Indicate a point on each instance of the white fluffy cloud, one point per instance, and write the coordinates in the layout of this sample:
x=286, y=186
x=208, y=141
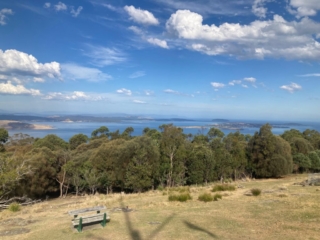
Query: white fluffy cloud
x=233, y=82
x=258, y=8
x=102, y=56
x=311, y=75
x=217, y=85
x=73, y=96
x=9, y=88
x=3, y=15
x=137, y=74
x=302, y=8
x=271, y=38
x=76, y=72
x=250, y=79
x=47, y=5
x=141, y=16
x=291, y=87
x=74, y=12
x=148, y=92
x=60, y=7
x=139, y=101
x=158, y=42
x=124, y=91
x=13, y=62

Request:
Retype all of the records above without any changes, leaving out the pictures.

Solution for this problem:
Indicate a point on each instance of the white fluffy cloud, one point per instance, and write the coordinates in the layout of this sample:
x=286, y=186
x=208, y=141
Query: white fluffy cloud
x=233, y=82
x=258, y=8
x=102, y=56
x=311, y=75
x=217, y=85
x=73, y=96
x=9, y=88
x=3, y=15
x=137, y=74
x=302, y=8
x=271, y=38
x=76, y=72
x=250, y=79
x=47, y=5
x=141, y=16
x=291, y=87
x=74, y=12
x=148, y=92
x=60, y=7
x=139, y=101
x=158, y=42
x=124, y=91
x=13, y=62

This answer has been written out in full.